### Document text
★ ★ ★

Pamela Yates is an American documentary filmmaker and human rights activist. She has directed films about war crimes, racism, and genocide in the United States and Latin America, often with emphasis on the legal responses.

==Biography==
Pamela Yates was born and raised in the Appalachian coal-mining region of Pennsylvania but left at a young age to live in New York City. She earned a Bachelor's degree from the University of Massachusetts, Amherst in 1976.

She is a Guggenheim Fellow, the Director of the Sundance Award winning When the Mountains Tremble, the Producer of the Emmy Award- winning Loss of Innocence, and the Executive Producer of the Academy Award winning "Witness to War." She most recently directed the film Granito: How to Nail a Dictator, which served as key evidence in the Ríos Montt genocide trial in Guatemala. Previously Yates directed, The Reckoning: The Battle for the International Criminal Court," a feature-length film and educational initiative and State of Fear, a feature-length documentary that tells the epic story of Peru's 20-year war on terror based on the findings of the Peruvian Truth and Reconciliation Commission. Pamela is a co-founder and partner of Skylight Pictures, a company committed to producing artistic, challenging and socially relevant independent media and media strategies on issues of human rights and the quest for justice.

==Work==
Her 2006 film, State of Fear: The Truth about Terrorism, about the findings of Truth and Reconciliation Commission concerning the internal conflict in Peru, was translated into 44 languages and broadcast in 157 countries.

The Reckoning: The Battle for the International Criminal Court, released in 2009, is about the work of the International Criminal Court. In 2010, Yates was nominated for two Emmys for it – Best Documentary Film and Outstanding Investigative Journalism in a Long Form Documentary. The Reckoning was nominated for a Grand Jury Prize at the Sundance Film Festival.

Her 2011 film, Granito: How to Nail a Dictator, is a sequel to When the Mountains Tremble. In it, Yates uses her archives to provide evidence for a war crimes tribunal set in Spain (using the concept of universal jurisdiction) in its efforts to prosecute the genocide in Guatemala. The film was an official selection included in the Premiere Documentary Section of the 2011 Sundance Film Festival, and was also nominated for an Emmy for Outstanding Investigative Journalism in a Long Form Documentary. Yates received a Guggenheim Fellowship for her work on the film, which served as key evidence in the Ríos Montt genocide trial in Guatemala. On May 3, 2015, the film won the White Camel award at the FiSahara.

★ ★ ★

### Data segment
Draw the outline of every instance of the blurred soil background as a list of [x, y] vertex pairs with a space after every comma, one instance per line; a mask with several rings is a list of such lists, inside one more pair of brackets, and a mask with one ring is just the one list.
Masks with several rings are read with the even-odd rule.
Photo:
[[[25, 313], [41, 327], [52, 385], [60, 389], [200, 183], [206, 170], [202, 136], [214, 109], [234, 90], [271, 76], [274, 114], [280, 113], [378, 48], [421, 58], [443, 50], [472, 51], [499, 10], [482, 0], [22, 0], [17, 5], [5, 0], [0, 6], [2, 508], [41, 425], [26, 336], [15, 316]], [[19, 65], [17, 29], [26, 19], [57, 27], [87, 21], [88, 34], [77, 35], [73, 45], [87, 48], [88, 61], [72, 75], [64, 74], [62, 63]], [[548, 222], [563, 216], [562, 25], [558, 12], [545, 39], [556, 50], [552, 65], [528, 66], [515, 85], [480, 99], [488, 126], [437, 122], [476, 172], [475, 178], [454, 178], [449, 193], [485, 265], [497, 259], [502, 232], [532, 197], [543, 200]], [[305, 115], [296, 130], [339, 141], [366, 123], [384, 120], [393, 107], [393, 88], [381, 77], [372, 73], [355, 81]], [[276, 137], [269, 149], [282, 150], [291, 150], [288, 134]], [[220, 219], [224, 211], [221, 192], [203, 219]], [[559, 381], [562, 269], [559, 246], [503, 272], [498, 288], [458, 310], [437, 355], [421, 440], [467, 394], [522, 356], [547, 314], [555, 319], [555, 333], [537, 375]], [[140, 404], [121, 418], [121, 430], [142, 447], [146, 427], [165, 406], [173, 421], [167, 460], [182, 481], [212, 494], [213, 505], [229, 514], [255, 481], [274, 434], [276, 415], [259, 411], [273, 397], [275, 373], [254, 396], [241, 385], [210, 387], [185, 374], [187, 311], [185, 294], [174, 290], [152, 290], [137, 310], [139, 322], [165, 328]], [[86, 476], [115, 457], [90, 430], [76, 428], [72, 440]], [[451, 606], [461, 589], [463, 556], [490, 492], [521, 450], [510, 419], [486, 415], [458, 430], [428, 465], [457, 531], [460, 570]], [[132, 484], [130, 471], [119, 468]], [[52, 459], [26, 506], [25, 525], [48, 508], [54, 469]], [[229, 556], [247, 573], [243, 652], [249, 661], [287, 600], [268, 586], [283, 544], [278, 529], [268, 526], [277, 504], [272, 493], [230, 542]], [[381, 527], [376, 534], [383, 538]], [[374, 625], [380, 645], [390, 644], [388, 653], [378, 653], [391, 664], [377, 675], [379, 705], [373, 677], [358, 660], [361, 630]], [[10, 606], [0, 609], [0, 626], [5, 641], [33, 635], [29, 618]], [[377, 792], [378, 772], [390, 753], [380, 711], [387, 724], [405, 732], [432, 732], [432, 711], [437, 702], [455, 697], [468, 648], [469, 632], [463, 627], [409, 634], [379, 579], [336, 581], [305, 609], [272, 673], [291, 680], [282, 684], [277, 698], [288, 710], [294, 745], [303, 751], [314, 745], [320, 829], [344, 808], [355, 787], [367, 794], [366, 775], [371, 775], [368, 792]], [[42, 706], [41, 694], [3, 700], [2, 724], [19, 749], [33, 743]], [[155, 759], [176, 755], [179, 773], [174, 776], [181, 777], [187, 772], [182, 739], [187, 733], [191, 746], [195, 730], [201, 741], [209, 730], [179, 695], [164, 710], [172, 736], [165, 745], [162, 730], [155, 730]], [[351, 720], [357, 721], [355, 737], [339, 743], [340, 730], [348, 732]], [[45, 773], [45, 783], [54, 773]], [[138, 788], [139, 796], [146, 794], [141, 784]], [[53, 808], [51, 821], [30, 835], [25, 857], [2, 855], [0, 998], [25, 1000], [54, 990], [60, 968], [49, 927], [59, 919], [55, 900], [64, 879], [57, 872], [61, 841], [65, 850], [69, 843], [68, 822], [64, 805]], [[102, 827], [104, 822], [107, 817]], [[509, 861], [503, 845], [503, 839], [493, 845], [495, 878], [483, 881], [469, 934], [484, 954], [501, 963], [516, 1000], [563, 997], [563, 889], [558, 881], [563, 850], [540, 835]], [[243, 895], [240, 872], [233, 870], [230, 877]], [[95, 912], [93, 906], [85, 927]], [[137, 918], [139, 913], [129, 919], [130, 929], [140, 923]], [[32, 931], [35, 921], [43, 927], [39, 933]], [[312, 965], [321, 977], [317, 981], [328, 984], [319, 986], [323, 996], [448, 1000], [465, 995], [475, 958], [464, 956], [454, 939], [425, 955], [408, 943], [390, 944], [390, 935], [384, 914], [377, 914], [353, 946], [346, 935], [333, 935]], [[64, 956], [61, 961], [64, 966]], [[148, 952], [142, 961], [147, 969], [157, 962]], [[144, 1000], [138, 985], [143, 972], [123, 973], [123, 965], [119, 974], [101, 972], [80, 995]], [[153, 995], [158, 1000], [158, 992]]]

★ ★ ★

### Goal 1
Name every film title mentioned in the Pamela Yates biography, giving each film once.
### Goal 2
Pick up the Pamela Yates biography after its last sentence and keep writing.
You won't need the listing for any of this.

### Final answer 1
When the Mountains Tremble
Loss of Innocence
Witness to War
Granito: How to Nail a Dictator
The Reckoning: The Battle for the International Criminal Court
State of Fear: The Truth about Terrorism

### Final answer 2
==Accolades==
Four of Yates' films — When the Mountains Tremble, Poverty Outlaw, Takeover, and Teatro! — were nominated for the Grand Jury Prize at the Sundance Film Festival, and When The Mountains Tremble won the award in 1984.

Her film, State of Fear: The Truth about Terrorism, won the 2006 Overseas Press Club Award for "Best Reporting in Any Medium on Latin America".

Awards and nominations for her 2011 Documentary, Granito: How to Nail A Dictator include:
Official Selection, Sundance Film Festival, 2011;
Emmy Nomination, Outstanding Investigative Journalism: Long Form, 2013;
Opening Night Film, Human Rights Watch International Film Festival, 2011; Grand Prix for Best Creative Documentary, Paris International Human Rights Film Festival; Peace & Reconciliation Prize,
The Geneva International Human Rights Festival, 2011 Jury Grand Prize, The Politics on Film Festival, 2011;
Honorable Mention, Overseas Press Club Award; 2012 Founder's Award, Traverse City Film Festival, 2011

==Selected filmography==
- Resurgence: The Movement for Equality vs. The Ku Klux Klan (1981)
- When the Mountains Tremble (1983)
- Nicaragua: Report from the Front (1983)
- Teatro! (1990)
- Takeover (1990)
- Poverty Outlaw (1997)
- Outriders (1999)
- Brotherhood of Hate (1999)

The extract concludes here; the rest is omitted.